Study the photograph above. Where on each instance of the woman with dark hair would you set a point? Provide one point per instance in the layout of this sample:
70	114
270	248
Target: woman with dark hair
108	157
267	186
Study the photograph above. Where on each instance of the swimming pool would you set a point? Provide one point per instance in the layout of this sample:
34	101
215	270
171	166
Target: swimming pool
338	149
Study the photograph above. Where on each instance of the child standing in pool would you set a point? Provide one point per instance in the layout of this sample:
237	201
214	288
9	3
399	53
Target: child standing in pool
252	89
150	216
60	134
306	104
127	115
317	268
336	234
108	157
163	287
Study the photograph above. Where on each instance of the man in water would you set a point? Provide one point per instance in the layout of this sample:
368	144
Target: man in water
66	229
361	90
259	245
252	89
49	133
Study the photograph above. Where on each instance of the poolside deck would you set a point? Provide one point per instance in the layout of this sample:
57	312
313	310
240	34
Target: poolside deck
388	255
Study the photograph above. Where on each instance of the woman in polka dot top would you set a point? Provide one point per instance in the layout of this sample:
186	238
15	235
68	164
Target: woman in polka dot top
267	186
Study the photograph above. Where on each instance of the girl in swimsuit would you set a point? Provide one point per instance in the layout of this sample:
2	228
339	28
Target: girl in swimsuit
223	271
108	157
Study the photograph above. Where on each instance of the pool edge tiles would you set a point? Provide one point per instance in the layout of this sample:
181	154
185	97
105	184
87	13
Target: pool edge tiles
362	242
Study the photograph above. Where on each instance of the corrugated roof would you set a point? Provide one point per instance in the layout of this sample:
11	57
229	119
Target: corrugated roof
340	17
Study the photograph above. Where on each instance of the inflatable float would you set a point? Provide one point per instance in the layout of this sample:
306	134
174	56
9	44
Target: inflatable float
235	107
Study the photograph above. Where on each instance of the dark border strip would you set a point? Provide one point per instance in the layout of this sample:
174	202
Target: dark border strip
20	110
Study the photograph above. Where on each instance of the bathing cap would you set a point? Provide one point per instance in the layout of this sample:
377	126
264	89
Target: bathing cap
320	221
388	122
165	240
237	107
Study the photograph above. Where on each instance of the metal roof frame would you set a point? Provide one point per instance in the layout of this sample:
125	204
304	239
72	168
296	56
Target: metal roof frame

■ SET EXERCISE: Reproduce all of the data above without changing a single character.

■ SOLUTION TO THIS TASK:
Study the photograph above. Where on each instance of the woman with dark hair would you set a point? Provide one point per instance in the layout of this sample:
70	114
270	248
Target: woman with dark hair
108	157
267	186
Study the photograph above. Where on each instance of the swimming pool would you set a point? Provide one point per instance in the layout of this sample:
34	101
215	270
171	166
Target: swimming pool
338	149
Study the photograph above. Where on each instance of the child standing in pool would you set a point? Provide one point per instance in the layout of this sample:
237	201
214	288
9	3
399	53
Target: child standing in pool
252	89
150	216
60	134
306	104
127	115
317	268
336	234
108	157
163	287
Study the photograph above. Where on each instance of the man in water would you set a point? Provide one point per instance in the layout of this sample:
368	144
Target: man in water
66	229
361	90
259	245
252	89
49	133
Study the photograph above. Where on each instance of the poolside deck would you set a point? Provide one point per instance in the layout of this sample:
57	312
313	310
240	34
Target: poolside deck
388	255
Study the photograph above. Where on each instance of the woman in polka dot top would you set a point? Provide one point per instance in the layout of this sample:
186	238
15	235
68	164
Target: woman in polka dot top
267	186
Study the photograph above. Where on each instance of the girl in swimsuit would you set a point? Provide one point per instance in the layout of this sample:
2	228
339	28
Target: girl in swimsuit
223	271
108	157
Study the photograph above. Where on each instance of the pool edge tiles would you set a point? Provide one point per instance in the layout of this sample:
181	154
185	97
105	184
87	13
Target: pool edge tiles
362	242
Study the photograph above. Where on each instance of the corrugated roof would you set a point? Provide one point per instance in the layout of this sample:
11	57
229	119
Target: corrugated roof
340	17
Study the photograph above. Where on each instance of the inflatable float would you set a point? Provide one point per instance in the layout of this sample:
306	134
174	56
9	44
Target: inflatable float
235	107
Study the photograph above. Where on each instance of the dark border strip would you set a point? Provide one point per instance in the layout of this sample:
174	202
Target: dark border strip
20	110
Study the photograph above. Where on each instance of the bathing cap would you set a point? Provide one point per instance in the layout of this sample:
377	126
264	89
Target: bathing cap
320	221
388	122
165	240
237	107
Study the photograph above. Where on each instance of the metal roof frame would you set a point? Provide one point per instance in the layout of this sample:
125	204
304	239
72	168
296	56
Target: metal roof frame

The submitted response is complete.